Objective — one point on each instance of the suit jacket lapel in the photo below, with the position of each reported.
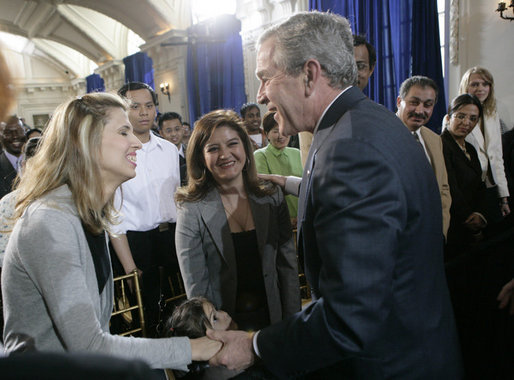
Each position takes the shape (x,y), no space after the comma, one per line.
(260,213)
(213,216)
(342,103)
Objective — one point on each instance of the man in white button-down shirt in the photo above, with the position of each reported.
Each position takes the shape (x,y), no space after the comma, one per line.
(416,101)
(145,236)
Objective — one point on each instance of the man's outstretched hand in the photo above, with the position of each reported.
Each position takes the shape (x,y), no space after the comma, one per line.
(237,352)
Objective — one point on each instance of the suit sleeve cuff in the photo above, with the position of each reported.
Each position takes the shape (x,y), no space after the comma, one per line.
(292,186)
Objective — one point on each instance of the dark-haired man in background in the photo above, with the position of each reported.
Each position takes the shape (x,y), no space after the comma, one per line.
(369,222)
(12,137)
(145,237)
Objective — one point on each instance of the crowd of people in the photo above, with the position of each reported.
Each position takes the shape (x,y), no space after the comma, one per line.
(398,227)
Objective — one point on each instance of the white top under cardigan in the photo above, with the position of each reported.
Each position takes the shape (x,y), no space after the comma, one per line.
(51,298)
(148,197)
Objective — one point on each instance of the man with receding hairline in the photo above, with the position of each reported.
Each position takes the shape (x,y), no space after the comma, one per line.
(369,219)
(145,236)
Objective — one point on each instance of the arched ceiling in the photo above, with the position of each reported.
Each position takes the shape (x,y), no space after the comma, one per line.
(79,34)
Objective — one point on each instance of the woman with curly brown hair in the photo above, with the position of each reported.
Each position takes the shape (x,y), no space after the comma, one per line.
(233,236)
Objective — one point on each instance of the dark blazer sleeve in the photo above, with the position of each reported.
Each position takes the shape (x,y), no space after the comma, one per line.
(358,213)
(287,263)
(190,252)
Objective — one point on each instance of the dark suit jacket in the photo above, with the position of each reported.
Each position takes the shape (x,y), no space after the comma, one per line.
(183,170)
(466,186)
(208,260)
(7,175)
(370,229)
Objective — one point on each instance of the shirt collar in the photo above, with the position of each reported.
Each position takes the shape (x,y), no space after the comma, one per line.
(13,159)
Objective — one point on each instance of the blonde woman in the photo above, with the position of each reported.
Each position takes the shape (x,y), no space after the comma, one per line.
(57,279)
(486,138)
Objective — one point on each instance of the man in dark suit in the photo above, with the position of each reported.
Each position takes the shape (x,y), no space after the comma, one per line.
(12,138)
(416,101)
(369,225)
(170,128)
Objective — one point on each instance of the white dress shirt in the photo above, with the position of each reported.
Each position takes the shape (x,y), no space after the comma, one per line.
(148,197)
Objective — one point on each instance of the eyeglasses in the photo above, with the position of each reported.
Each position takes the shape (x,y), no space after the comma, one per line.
(362,66)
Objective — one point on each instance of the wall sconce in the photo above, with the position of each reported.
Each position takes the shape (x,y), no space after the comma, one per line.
(502,7)
(165,89)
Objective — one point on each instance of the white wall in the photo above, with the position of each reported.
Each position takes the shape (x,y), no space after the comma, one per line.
(486,40)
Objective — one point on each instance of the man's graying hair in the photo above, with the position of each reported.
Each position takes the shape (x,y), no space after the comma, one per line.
(417,80)
(325,37)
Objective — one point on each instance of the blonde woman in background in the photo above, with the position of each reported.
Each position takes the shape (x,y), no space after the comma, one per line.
(486,138)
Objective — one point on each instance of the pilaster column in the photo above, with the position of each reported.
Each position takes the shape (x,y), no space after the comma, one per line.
(113,74)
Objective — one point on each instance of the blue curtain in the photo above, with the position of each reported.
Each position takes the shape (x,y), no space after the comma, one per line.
(215,76)
(405,34)
(94,83)
(139,67)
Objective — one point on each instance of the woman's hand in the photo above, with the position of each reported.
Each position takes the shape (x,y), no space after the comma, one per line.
(202,349)
(474,222)
(506,295)
(278,180)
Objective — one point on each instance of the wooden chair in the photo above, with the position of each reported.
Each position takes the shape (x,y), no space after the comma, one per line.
(128,304)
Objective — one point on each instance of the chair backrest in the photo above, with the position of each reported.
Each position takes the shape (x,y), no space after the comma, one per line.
(128,305)
(305,289)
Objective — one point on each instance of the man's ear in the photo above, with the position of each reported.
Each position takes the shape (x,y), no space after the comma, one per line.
(311,75)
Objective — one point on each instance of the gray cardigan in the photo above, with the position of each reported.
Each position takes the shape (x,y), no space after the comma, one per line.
(208,260)
(51,300)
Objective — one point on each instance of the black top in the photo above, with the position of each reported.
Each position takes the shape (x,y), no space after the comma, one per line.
(251,304)
(98,247)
------------------------------------------------------------
> BRIEF:
Can you reproduce everything from the line containing "Objective — one point on each instance of the wooden" down to the last line of the items, word for word?

> FULL OUTPUT:
Objective — one point on each instance of the wooden chair in the photo above, with the position of each reported.
Each position takes the shape (x,y), no space after the comma, one per line.
(128,304)
Objective — one point on each instance of the chair backrest in the photo above, with the position of each reported.
Each position takes the shape (x,y), no space after the comma, one per line.
(128,305)
(305,289)
Objective — one point on each instance of the man's ear in the photo above, with the position of each reported.
Each position takes the shape (x,y), no space after the comma, one per line.
(311,75)
Objective — one point on each instance of the gray cardigan in the photo above, with the position of each reported.
Each position takes the shape (x,y), no space after the comma, one per line.
(208,260)
(51,300)
Objective — one point on each instance of the black top in the photo above, with the position of each reported.
Each position takes the shape (x,y), no space after the comma, one per line.
(251,304)
(98,247)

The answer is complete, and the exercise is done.